▶ _Exercise instructions_
Reproduce the John Lennon tribute below in full, word for word, from its title through its last sentence.

--- START Quoted text ---

Rock Out at Home: Remembering John Lennon

Published on 09 October 2020

Today marks the day that the late John Lennon, would've turned the grand old age of 80. Can you imagine (no pun intended...) how different the musical world would be today if his life hadn't been cut short? Love or hate his music, there's no denying the impact and influence his songwriting has had. Whether as part of the Fab Four or during his solo career, his music was potent, insightful, painful, uplifting and at times just plain silly. There are few, if any who can match his legendary status. Ripping with charisma and a wisdom that seemed sometimes out of place for such a young man, Lennon had a vision beyond his humble upbringing and became a true icon. We thought today would be the perfect time to relive some of his finest moments and look back on a career that changed the world. 

Help!

We thought of throwing in one of the earlier Beatles singles to point to the incredible ability Lennon had for crafting a pop hook at a young age, but instead, we're going to jump right to the instantly recognisable Help! from the band's fifth album of the same name. This track was one which John was particularly proud of, stating that it was a favourite of his because of how "real" it felt. Help! was written alongside McCartney for the group's second film and although the process began simply as penning lead single for the movie, Lennon went on to describe it as "a very personal and emotional song" for him. Crafted during a period when he was battling with depression, the song allowed him to open up about his feelings in a way he'd struggled to in his writing up to that point. In a way, Help! is the perfect example of the magic behind Lennon's music; while it may have sounded like another catchy pop song, beneath the surface it explored a painful time in his life and was literally a cry for help.

--- END Quoted text ---
--- START Recorded information ---

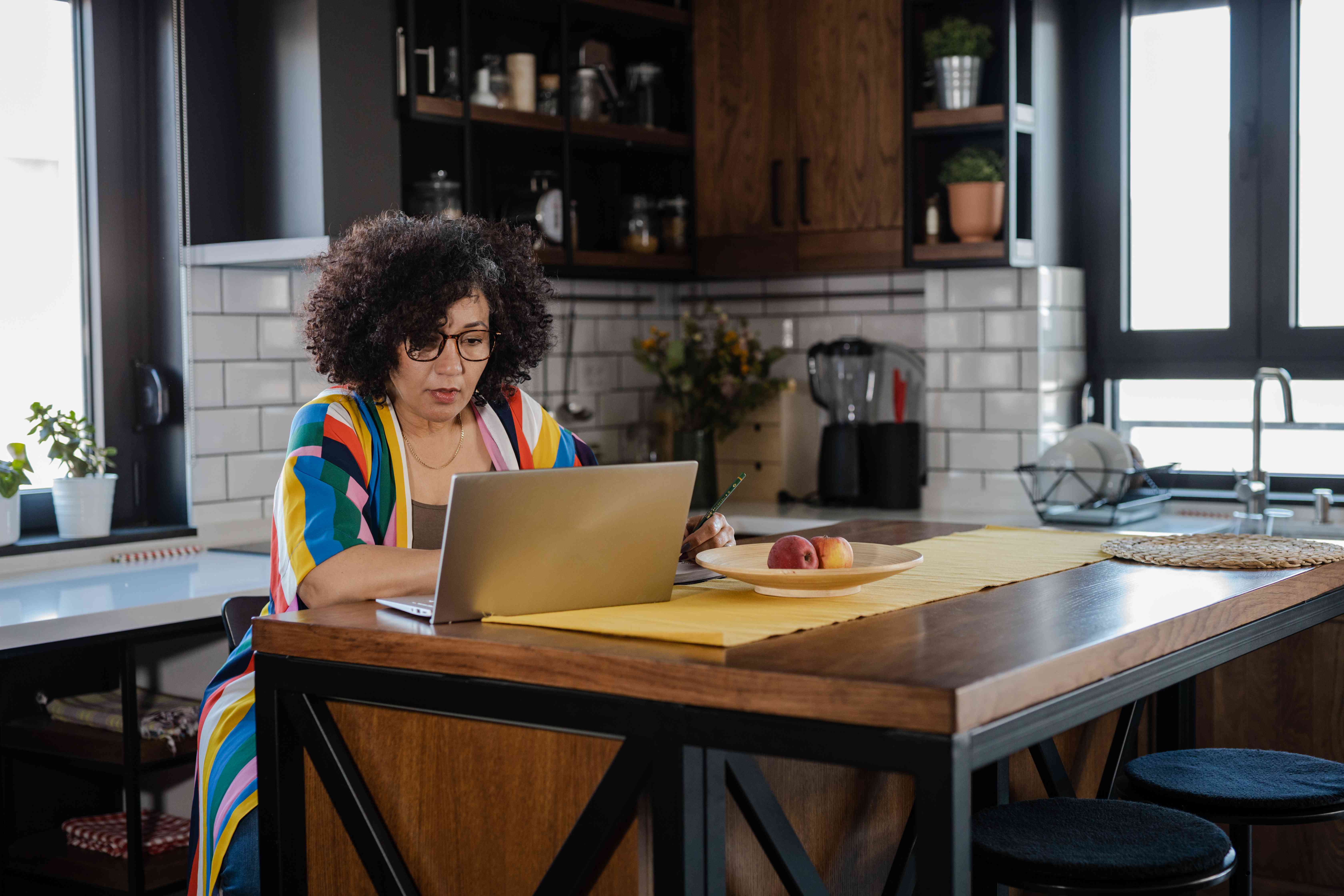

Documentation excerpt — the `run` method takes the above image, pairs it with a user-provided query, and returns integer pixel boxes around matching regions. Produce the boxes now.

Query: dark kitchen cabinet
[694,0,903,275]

--- END Recorded information ---
--- START Recorded information ---

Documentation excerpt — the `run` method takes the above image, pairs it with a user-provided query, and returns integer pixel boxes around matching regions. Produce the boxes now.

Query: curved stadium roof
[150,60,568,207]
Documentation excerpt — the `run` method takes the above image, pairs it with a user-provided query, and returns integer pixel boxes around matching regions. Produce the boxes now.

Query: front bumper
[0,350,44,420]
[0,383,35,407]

--- END Recorded information ---

▶ _Answer to the exercise_
Rock Out at Home: Remembering John Lennon

Published on 09 October 2020

Today marks the day that the late John Lennon, would've turned the grand old age of 80. Can you imagine (no pun intended...) how different the musical world would be today if his life hadn't been cut short? Love or hate his music, there's no denying the impact and influence his songwriting has had. Whether as part of the Fab Four or during his solo career, his music was potent, insightful, painful, uplifting and at times just plain silly. There are few, if any who can match his legendary status. Ripping with charisma and a wisdom that seemed sometimes out of place for such a young man, Lennon had a vision beyond his humble upbringing and became a true icon. We thought today would be the perfect time to relive some of his finest moments and look back on a career that changed the world. 

Help!

We thought of throwing in one of the earlier Beatles singles to point to the incredible ability Lennon had for crafting a pop hook at a young age, but instead, we're going to jump right to the instantly recognisable Help! from the band's fifth album of the same name. This track was one which John was particularly proud of, stating that it was a favourite of his because of how "real" it felt. Help! was written alongside McCartney for the group's second film and although the process began simply as penning lead single for the movie, Lennon went on to describe it as "a very personal and emotional song" for him. Crafted during a period when he was battling with depression, the song allowed him to open up about his feelings in a way he'd struggled to in his writing up to that point. In a way, Help! is the perfect example of the magic behind Lennon's music; while it may have sounded like another catchy pop song, beneath the surface it explored a painful time in his life and was literally a cry for help.